[Description of the task] Turn the entries below into a numbered list, leaving out any blank lines. Keep the pictures out of your answer.

Object point labels
=-=-=
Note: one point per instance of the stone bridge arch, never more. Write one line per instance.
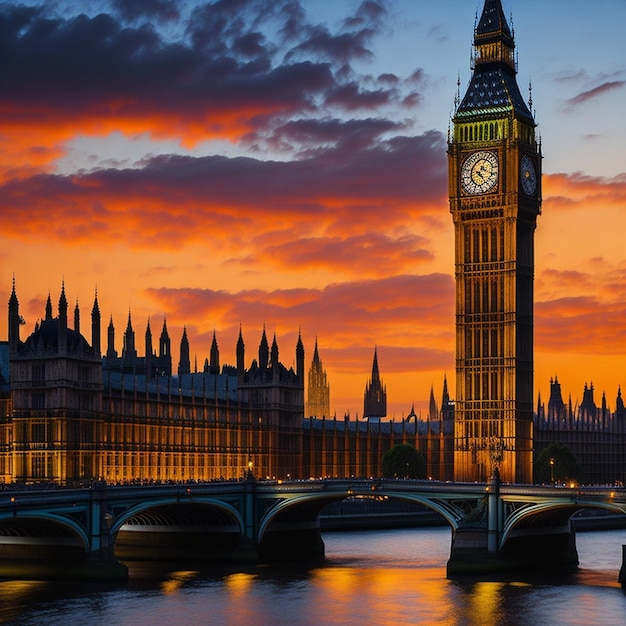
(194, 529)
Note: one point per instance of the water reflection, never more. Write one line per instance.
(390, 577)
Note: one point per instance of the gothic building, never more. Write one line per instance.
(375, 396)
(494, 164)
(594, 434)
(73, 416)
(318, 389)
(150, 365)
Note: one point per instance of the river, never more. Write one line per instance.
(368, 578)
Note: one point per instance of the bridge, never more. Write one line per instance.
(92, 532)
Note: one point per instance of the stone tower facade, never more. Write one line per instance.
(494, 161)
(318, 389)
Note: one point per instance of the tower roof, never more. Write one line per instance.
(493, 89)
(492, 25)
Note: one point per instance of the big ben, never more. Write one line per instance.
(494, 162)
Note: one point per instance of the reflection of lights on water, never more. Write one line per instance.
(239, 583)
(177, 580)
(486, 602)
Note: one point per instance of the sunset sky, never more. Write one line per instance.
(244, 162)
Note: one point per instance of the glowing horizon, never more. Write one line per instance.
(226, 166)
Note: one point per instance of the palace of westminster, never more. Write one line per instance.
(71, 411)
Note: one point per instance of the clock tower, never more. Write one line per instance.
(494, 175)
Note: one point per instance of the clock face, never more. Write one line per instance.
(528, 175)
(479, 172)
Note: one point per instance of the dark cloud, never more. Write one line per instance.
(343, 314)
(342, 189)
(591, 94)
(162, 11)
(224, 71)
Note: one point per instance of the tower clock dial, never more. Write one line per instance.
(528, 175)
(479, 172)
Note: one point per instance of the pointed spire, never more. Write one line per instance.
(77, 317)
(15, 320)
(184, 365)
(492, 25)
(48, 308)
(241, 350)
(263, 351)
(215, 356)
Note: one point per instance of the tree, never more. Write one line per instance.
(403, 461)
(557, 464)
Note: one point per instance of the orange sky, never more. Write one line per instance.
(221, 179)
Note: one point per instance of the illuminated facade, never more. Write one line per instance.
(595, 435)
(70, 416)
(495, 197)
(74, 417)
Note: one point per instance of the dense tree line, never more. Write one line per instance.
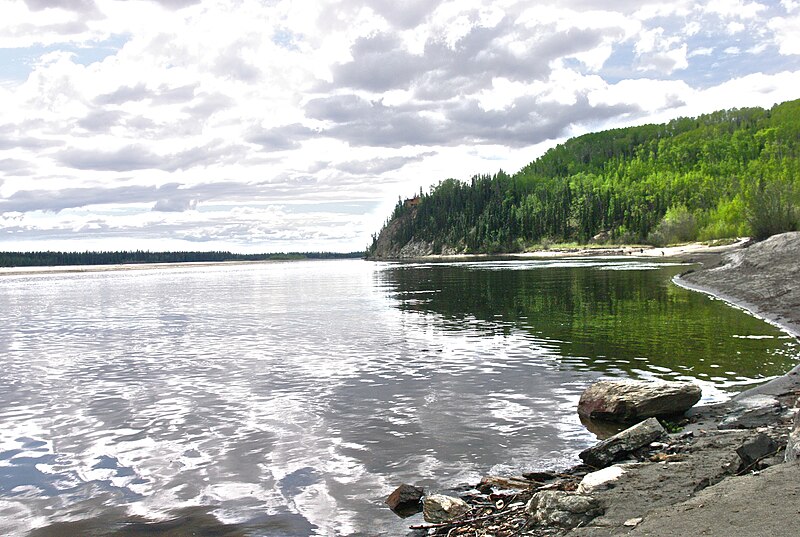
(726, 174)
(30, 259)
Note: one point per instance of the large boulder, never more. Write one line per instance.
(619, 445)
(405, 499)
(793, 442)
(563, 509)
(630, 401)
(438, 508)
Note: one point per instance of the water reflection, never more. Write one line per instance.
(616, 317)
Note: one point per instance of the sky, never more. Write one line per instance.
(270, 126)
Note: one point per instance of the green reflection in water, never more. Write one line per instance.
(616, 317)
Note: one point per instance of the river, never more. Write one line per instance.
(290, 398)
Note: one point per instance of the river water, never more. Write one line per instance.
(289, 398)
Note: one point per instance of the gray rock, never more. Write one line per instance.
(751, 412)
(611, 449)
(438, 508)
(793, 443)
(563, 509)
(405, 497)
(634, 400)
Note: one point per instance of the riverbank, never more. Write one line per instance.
=-=-=
[Correct response]
1. Note: one point per instance of the stone bridge arch, never more. Write one line per instance.
2. (194, 529)
3. Note: one point per instance of the water reflection, never more. Write one line per instance.
4. (390, 577)
5. Note: one point per instance of the gothic building, never more. Write one line per instance.
6. (375, 396)
7. (494, 164)
8. (594, 434)
9. (73, 416)
10. (318, 389)
11. (150, 365)
12. Note: one point per instance of the river, never more. Write one line per instance.
13. (368, 578)
14. Note: one point per instance of the bridge, never more. Write one line per instance.
15. (92, 532)
16. Note: one point per instance of the stone tower facade, never more. Write one line per instance.
17. (494, 161)
18. (318, 389)
19. Note: one point per instance of the tower roof, never more. Write one line per instance.
20. (493, 89)
21. (492, 25)
22. Note: one point per instance of the big ben, never more. Write one line per instance.
23. (494, 162)
24. Note: one point per instance of the reflection of lights on water, never more. Write one line per instance.
25. (239, 583)
26. (177, 580)
27. (486, 602)
28. Note: one point per instance of the sunset sky, never more. Write one line per instance.
29. (244, 162)
30. Note: one point per instance of the glowing horizon, never more. Write one line per instance.
31. (226, 166)
32. Note: one point per instance of the palace of westminster, never more. Write one line per instance.
33. (71, 411)
34. Note: one point per instance of the clock tower, never more. Write one line per instance.
35. (494, 175)
36. Note: one point per instance of the clock face, never more. Write one line per instance.
37. (528, 175)
38. (479, 172)
39. Note: one point per instance of the dark cloud, never more. Write one line per instance.
40. (343, 314)
41. (342, 189)
42. (591, 94)
43. (162, 11)
44. (224, 71)
45. Note: one point per instance of the tower clock dial, never more. Write one line per instance.
46. (528, 175)
47. (479, 172)
48. Note: one point per instance of the pointed spire, never more. Write one line per instance.
49. (77, 317)
50. (15, 320)
51. (184, 365)
52. (492, 25)
53. (48, 308)
54. (241, 350)
55. (263, 351)
56. (215, 356)
57. Note: one point per instance of the tree, never more. Write one line per instance.
58. (403, 461)
59. (557, 464)
60. Note: one point per instance of the orange sky, never more. Write one line per instance.
61. (221, 179)
62. Note: one point per instance of the illuminated facade, never more. Write one line per instance.
63. (595, 435)
64. (70, 416)
65. (495, 197)
66. (74, 417)
67. Note: one point per instance of the dense tree line, never more. Write one line per instance.
68. (726, 174)
69. (30, 259)
70. Note: one point per instance of the large boulder, never more. Write one line per instance.
71. (619, 445)
72. (405, 499)
73. (793, 442)
74. (563, 509)
75. (630, 401)
76. (438, 508)
77. Note: one point per instance of the water reflection, never more. Write one line per instance.
78. (616, 317)
79. Note: one point per instance of the sky, never more. Write one line per instance.
80. (270, 126)
81. Note: one point per instance of the green reflection in water, never more. Write one line per instance.
82. (616, 317)
83. Note: one point per instance of the river, never more. Write one line per instance.
84. (290, 398)
85. Note: one point per instance of the river water, never more. Write one line per instance.
86. (289, 398)
87. Note: one point per instance of the gray rock, never more. Write one line per instance.
88. (751, 412)
89. (611, 449)
90. (438, 508)
91. (793, 443)
92. (563, 509)
93. (405, 497)
94. (634, 400)
95. Note: one point per instance of the riverbank, never more. Write one line per instance.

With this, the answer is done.